### The request
Select every line below that contains the word "bark" and copy each one.

### Data items
-*-*-

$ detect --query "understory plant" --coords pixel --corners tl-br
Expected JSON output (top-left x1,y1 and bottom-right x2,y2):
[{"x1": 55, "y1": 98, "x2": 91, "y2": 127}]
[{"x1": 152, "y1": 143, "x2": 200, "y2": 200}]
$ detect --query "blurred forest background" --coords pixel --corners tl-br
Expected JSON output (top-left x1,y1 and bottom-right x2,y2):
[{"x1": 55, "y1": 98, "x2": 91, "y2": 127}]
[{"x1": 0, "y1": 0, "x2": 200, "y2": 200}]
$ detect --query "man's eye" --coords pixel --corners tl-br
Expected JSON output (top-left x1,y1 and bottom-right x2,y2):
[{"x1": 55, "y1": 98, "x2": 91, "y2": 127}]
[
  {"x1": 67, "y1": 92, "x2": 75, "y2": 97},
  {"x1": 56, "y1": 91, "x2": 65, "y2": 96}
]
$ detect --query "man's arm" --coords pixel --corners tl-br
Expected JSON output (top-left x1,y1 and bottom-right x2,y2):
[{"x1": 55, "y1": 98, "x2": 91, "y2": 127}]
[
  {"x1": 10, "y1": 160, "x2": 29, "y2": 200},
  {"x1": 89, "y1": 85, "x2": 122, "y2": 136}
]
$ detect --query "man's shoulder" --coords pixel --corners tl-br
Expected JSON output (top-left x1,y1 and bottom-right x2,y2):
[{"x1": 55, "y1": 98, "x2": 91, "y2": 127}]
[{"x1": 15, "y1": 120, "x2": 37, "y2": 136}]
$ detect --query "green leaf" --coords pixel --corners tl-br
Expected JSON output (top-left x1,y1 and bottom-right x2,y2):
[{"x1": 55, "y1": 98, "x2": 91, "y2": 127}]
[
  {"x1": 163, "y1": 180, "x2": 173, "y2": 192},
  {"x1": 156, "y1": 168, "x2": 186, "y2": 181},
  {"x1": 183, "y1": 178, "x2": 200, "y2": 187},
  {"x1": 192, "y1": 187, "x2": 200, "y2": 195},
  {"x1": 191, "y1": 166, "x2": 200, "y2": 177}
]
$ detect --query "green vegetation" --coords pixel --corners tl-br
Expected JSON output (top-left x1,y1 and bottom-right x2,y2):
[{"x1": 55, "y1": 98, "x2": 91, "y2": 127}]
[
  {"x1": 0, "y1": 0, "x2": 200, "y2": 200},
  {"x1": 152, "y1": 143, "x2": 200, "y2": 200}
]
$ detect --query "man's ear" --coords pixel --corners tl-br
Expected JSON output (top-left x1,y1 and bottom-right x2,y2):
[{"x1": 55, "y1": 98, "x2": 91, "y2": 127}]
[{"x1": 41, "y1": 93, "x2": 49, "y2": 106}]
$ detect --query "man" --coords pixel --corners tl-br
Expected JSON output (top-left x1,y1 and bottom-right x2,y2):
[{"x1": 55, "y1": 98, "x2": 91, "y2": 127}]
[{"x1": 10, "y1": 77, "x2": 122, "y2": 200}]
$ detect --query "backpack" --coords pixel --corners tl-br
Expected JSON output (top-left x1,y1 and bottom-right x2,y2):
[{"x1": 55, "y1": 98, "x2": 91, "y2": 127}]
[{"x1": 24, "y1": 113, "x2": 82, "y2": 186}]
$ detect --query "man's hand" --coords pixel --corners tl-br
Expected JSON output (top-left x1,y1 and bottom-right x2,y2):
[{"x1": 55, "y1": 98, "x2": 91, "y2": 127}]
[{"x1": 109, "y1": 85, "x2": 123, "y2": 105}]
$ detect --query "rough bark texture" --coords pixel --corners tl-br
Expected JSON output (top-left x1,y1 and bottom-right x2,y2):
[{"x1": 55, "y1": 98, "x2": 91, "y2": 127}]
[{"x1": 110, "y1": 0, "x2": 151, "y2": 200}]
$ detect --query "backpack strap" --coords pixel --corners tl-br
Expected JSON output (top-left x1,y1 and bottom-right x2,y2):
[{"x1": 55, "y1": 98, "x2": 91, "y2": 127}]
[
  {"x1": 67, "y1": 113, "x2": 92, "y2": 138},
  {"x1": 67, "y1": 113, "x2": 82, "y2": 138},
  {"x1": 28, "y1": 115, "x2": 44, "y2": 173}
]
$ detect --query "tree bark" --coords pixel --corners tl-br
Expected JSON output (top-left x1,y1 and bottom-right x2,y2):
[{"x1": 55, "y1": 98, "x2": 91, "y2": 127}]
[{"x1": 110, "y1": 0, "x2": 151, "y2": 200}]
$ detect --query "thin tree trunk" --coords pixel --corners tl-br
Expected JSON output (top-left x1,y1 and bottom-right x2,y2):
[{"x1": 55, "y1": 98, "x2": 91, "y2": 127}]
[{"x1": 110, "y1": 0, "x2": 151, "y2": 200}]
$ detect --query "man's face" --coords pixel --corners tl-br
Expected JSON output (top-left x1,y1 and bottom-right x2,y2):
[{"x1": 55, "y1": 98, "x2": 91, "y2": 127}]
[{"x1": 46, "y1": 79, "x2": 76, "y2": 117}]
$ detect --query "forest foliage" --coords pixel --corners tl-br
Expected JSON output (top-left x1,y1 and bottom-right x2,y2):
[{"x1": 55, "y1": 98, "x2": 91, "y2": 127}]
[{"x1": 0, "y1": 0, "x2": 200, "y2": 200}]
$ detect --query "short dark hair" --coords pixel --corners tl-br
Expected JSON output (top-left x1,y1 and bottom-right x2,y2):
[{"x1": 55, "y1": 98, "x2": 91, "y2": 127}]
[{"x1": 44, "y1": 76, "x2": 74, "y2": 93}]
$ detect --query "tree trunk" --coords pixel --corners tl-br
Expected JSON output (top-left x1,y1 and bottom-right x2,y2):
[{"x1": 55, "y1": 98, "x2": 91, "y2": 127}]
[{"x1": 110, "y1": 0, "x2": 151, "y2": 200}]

-*-*-

### Problem solution
$ detect --query "rough bark texture" --coords pixel --corners tl-br
$ detect --query "tree bark" --coords pixel --corners tl-br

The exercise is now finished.